Stored rows:
========================================
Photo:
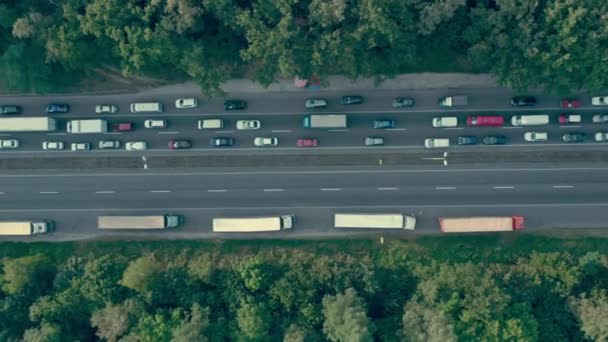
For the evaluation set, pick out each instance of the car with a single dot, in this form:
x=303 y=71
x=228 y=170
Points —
x=10 y=109
x=57 y=108
x=102 y=109
x=136 y=146
x=179 y=144
x=601 y=136
x=467 y=140
x=535 y=136
x=81 y=146
x=574 y=137
x=315 y=103
x=235 y=104
x=494 y=140
x=53 y=145
x=221 y=142
x=109 y=144
x=150 y=123
x=565 y=118
x=9 y=143
x=248 y=124
x=384 y=123
x=403 y=102
x=266 y=141
x=351 y=99
x=189 y=102
x=599 y=100
x=374 y=141
x=599 y=118
x=307 y=142
x=570 y=103
x=123 y=127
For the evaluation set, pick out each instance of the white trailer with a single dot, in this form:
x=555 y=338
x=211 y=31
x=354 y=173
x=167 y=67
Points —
x=253 y=224
x=395 y=221
x=38 y=124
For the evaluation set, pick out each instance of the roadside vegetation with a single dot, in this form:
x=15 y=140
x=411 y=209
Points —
x=485 y=288
x=46 y=46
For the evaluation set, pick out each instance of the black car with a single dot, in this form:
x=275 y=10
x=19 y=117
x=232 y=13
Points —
x=574 y=137
x=351 y=99
x=494 y=140
x=467 y=140
x=384 y=123
x=10 y=110
x=235 y=104
x=221 y=142
x=523 y=101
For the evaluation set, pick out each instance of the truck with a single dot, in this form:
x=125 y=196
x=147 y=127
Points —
x=87 y=126
x=139 y=222
x=396 y=221
x=453 y=101
x=481 y=224
x=325 y=121
x=33 y=124
x=253 y=224
x=25 y=228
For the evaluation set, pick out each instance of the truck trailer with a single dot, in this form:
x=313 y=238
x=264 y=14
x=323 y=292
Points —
x=87 y=126
x=481 y=224
x=253 y=224
x=325 y=121
x=37 y=124
x=139 y=222
x=25 y=228
x=396 y=221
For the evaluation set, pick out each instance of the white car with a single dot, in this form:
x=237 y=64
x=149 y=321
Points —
x=601 y=136
x=599 y=101
x=266 y=141
x=136 y=146
x=155 y=123
x=248 y=124
x=81 y=146
x=53 y=145
x=535 y=136
x=101 y=109
x=9 y=143
x=186 y=103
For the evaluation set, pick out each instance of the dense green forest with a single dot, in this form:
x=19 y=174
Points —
x=48 y=45
x=432 y=289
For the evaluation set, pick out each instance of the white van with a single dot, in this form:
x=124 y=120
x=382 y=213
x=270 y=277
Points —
x=529 y=120
x=148 y=107
x=210 y=124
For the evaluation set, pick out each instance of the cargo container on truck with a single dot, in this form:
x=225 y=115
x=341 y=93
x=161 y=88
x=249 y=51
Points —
x=38 y=124
x=396 y=221
x=24 y=228
x=325 y=121
x=481 y=224
x=253 y=224
x=87 y=126
x=139 y=222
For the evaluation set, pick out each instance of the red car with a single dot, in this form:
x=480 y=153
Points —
x=570 y=103
x=307 y=142
x=485 y=120
x=123 y=127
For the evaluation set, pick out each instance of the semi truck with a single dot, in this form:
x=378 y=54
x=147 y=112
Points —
x=25 y=228
x=396 y=221
x=139 y=222
x=481 y=224
x=453 y=101
x=253 y=224
x=325 y=121
x=87 y=126
x=38 y=124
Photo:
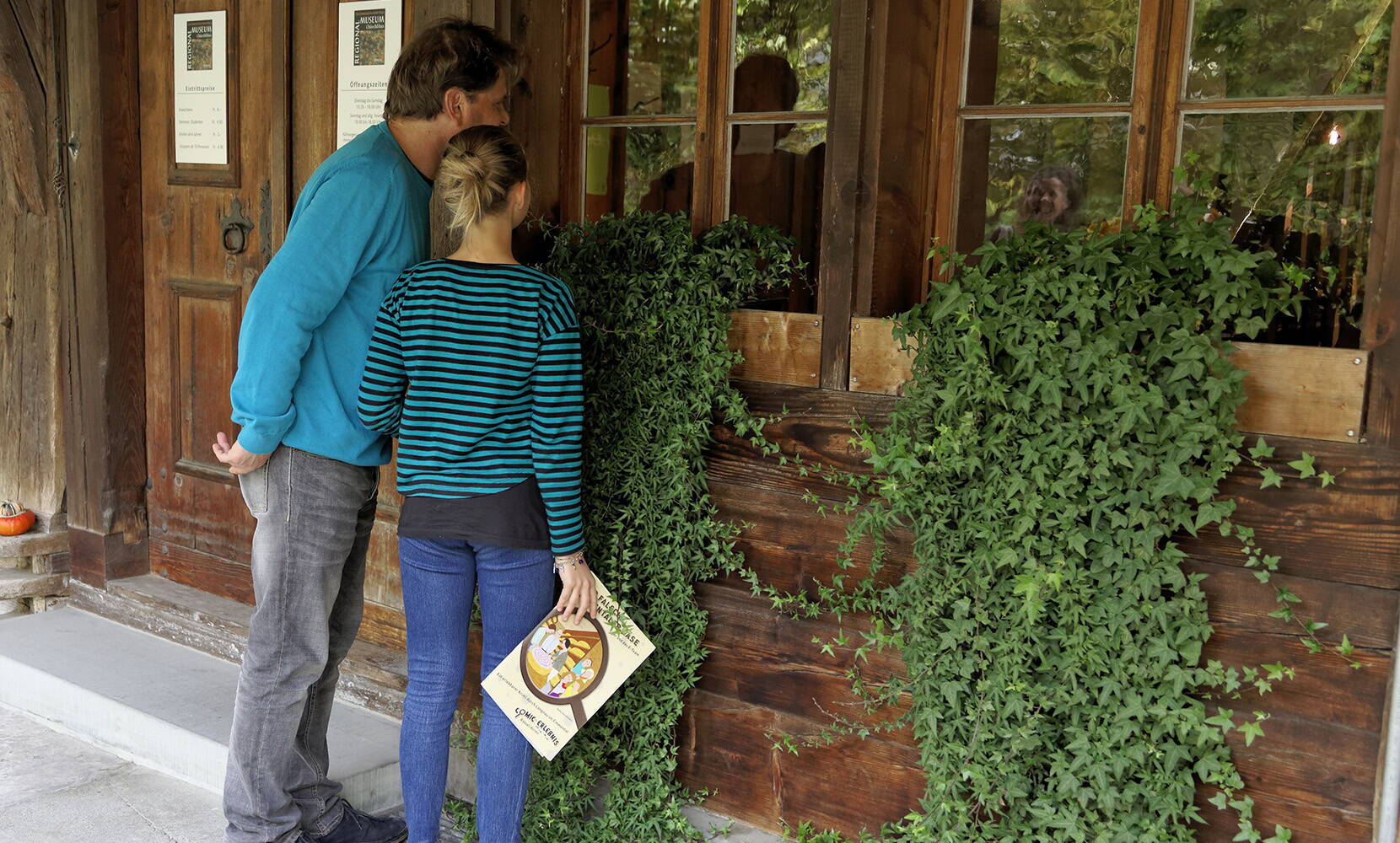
========================================
Task statement:
Pull out each line of the records that contains the word "instance". Case counts.

Task output:
For the evaluation set, pick out each instance of the car with a single dot, in this form:
For the evaluation set, pick out each instance of the white trailer with a single dot, in this form:
For the evaluation set, pick out each instance of the roadside vegetation with a single dot, in this form:
For the evaluation set, pick out each instance of the black car with a single dot, in this form:
For the evaluation set, pick out each instance of the truck with a single dot, in this form:
For the evaluation set, pick out each instance of the truck trailer with a single dot, in this form:
For the evaluation set, pick out each instance of the white car with a single dot, in this form:
For the evaluation set, pick out each instance of the dense green forest with a single dot, in this form:
For the evaluation set, pick out each instance of the white van with a single dot, in this form:
For the evaluation set, pick out each instance of the cargo container on truck with a single dot, in this form:
For the evaluation set, pick out each instance of the red car with a single dot, in this form:
For the evaluation set, pick out each instance of the semi truck with a single dot, in this form:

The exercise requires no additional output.